SUPPLIED TEXT ->

•••••

What are prepared statements?
Prepared statements are SQL statements that are compiled before they are executed. These kinds of statements are usually offered by most relational database management systems, though the syntax for writing prepared statements may differ from system to system.
What is ACID / ACID-compliant?
ACID stands for "Atomicity, Consistency, Isolation, and Durability." It is a standard by which database operations are judged for data integrity.
A database is ACID-compliant if it fulfills:
Atomicity is the principle that either all or none of a set of operations will take place - in other words, SQL does not allow "partial executions." Suppose multiple database operations were executed to create a table, then alter one of its column properties. A database that is ACID-compliant will guarantee that, if the operations were to be interrupted, then none of the statements would execute.
Consistency is the principle that any database operation should follow any constraints defined by the database system. Suppose, for instance, a table had a column with a UNIQUE constraint. An ACID-compliant database will reject the operation if an operation were to insert a duplicate record into the table.
Isolation is the principle that any database operation taking place will take place with a valid state or copy of the database. This helps, notably, to prevent write-write conflicts, where a conflict occurs between two processes trying to change the same row of data.

•••••

RECORDS PROVIDED ->
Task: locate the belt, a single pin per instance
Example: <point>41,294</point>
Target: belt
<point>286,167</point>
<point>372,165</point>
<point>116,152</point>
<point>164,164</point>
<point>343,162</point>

•••••

WHAT TO DO ->
A – Repeat everything in the database text from "A database is" down to "into the table.".
B – Answer these questions from the database text.
(i) What four words does ACID stand for?
(ii) What kind of column constraint is used as the example under Consistency?
(iii) What kind of conflict does Isolation help prevent?
The data is separate material from the database text.

SOLUTIONS TO THE EXERCISE ->
A –
A database is ACID-compliant if it fulfills:
Atomicity is the principle that either all or none of a set of operations will take place - in other words, SQL does not allow "partial executions." Suppose multiple database operations were executed to create a table, then alter one of its column properties. A database that is ACID-compliant will guarantee that, if the operations were to be interrupted, then none of the statements would execute.
Consistency is the principle that any database operation should follow any constraints defined by the database system. Suppose, for instance, a table had a column with a UNIQUE constraint. An ACID-compliant database will reject the operation if an operation were to insert a duplicate record into the table.

B –
(i) Atomicity, Consistency, Isolation, and Durability.
(ii) A UNIQUE constraint.
(iii) Write-write conflicts.